Document text Start Marker
Sexual Abuse Lawsuits
Have you or your child been the victim of sex abuse? Every year, tens of thousands of children across the country suffer abuse at the hands of trusted adults in a position of power. You may be entitled to compensation for the pain and losses you have endured.
Many states are now allowing look-back periods and extending statutes of limitations for child sex abuse claims. It’s crucial to act quickly to hold the responsible parties accountable. Call Rosen Injury Lawyers today to find out how our mass tort injury lawyers can help you pursue compensation for your harms.
How Rosen Injury Lawyers Can Help You After Sexual Abuse
Most victims of sexual abuse know their abusers. This abuse often occurs in institutions that should be a safe place for children to learn, grow, and have fun. If you or your child has suffered abuse at a church, camp, youth group, or another setting, you may have a case against the abuser and the organization.
However, pursuing justice through a civil lawsuit can be an uphill battle. Many of these cases involve abuse that occurred decades ago. Organizations that have covered for abusers for years may fight back against new claims. You deserve an experienced personal injury lawyer to level the playing field.
The award-winning mass tort injury attorneys at Rosen Injury Lawyers will put more than 75 years of combined legal experience to work for you. We exclusively handle mass tort cases in which dozens or hundreds of victims have suffered similar abuse. We understand exactly what it takes to build a successful case.
We serve clients nationwide and do what it takes to fight for you:
- Provide sound legal counsel and guidance
- Investigate your case to uncover evidence
- Work with top experts to strengthen your case
- Determine who may be held liable for the abuse you suffered
- Explore whether your case qualifies for a mass tort or multi-district litigation (MDL)
- Negotiate on your behalf to seek the full compensation you deserve
Contact our law office today to schedule a free consultation with a sex abuse injury lawyer prepared to see your case through to the very end.
What is Sexual Abuse?
Every state has its own definition of sexual abuse, sexual assault, rape, and molestation.
As a general rule, sexual abuse is typically used to describe criminal sexual behavior toward children. It may also refer to abuse of vulnerable people who are targeted due to age or disability and cannot give consent. This can include seniors and disabled adults.
Childhood sexual abuse can come in many forms:
- Forcible penetration or sodomy
- Sexual assault
- Forcible rape
- Using a child for sexual gratification
- Child pornography
- Exposing a child to sexual activity or images
In some states, these acts may overlap, or they may be separate offenses. Some states define rape and sexual assault differently, while others consider them the same offense with a broader definition.
Institutional sexual abuse refers to abuse by perpetrators who are in a position of authority or power over the victim. Institutional abuse can be committed against victims of all ages, but children and seniors in a skilled nursing facility are most vulnerable.
Where Does Sexual Abuse Occur?
Document text End Marker
Extracted material Start Marker
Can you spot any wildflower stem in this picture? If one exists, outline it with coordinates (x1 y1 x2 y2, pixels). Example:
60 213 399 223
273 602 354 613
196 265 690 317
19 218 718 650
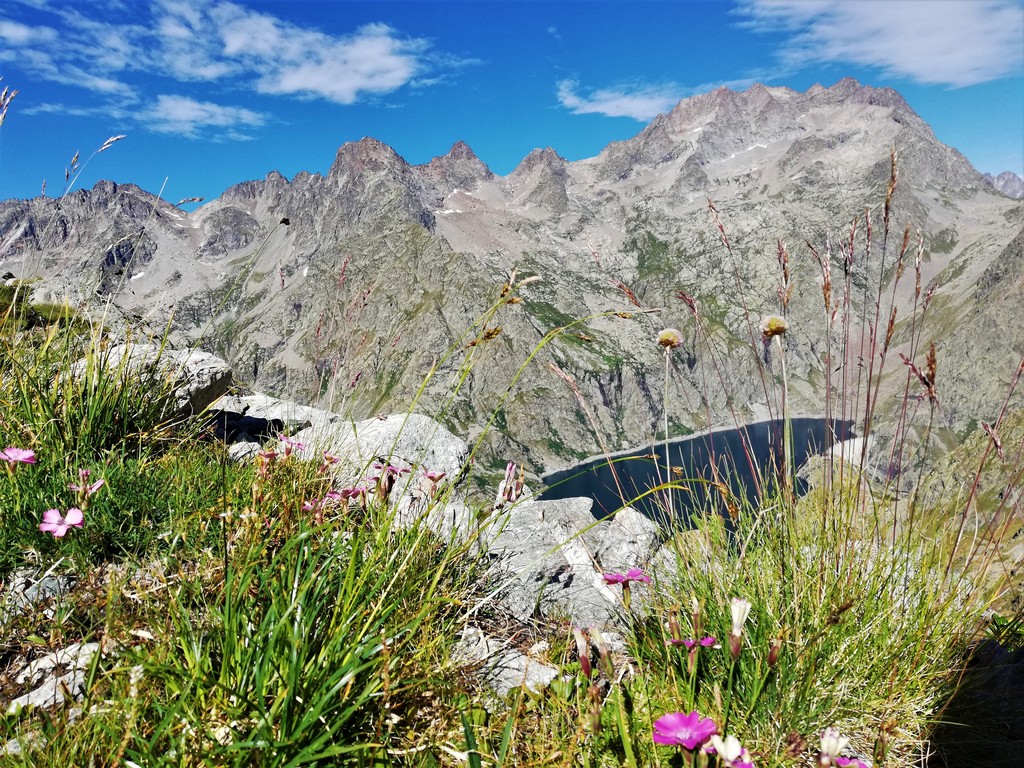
Extracted material End Marker
◆ **Tasks for this exercise**:
(A) Rewrite the paragraph of the sexual abuse lawsuits page that begins "As a general rule" in shorter form, keeping its main facts.
(B) Echo the stretch of the sexual abuse lawsuits page from "Sexual Abuse Lawsuits" through "you have endured.", word for word.
The listing is separate material and not part of the sexual abuse lawsuits page.

◆ **Response list**:
(A) Sexual abuse usually means criminal sexual behavior toward children. It can also mean abuse of people targeted for their age or disability who cannot consent, such as seniors and disabled adults.

(B)
Sexual Abuse Lawsuits
Have you or your child been the victim of sex abuse? Every year, tens of thousands of children across the country suffer abuse at the hands of trusted adults in a position of power. You may be entitled to compensation for the pain and losses you have endured.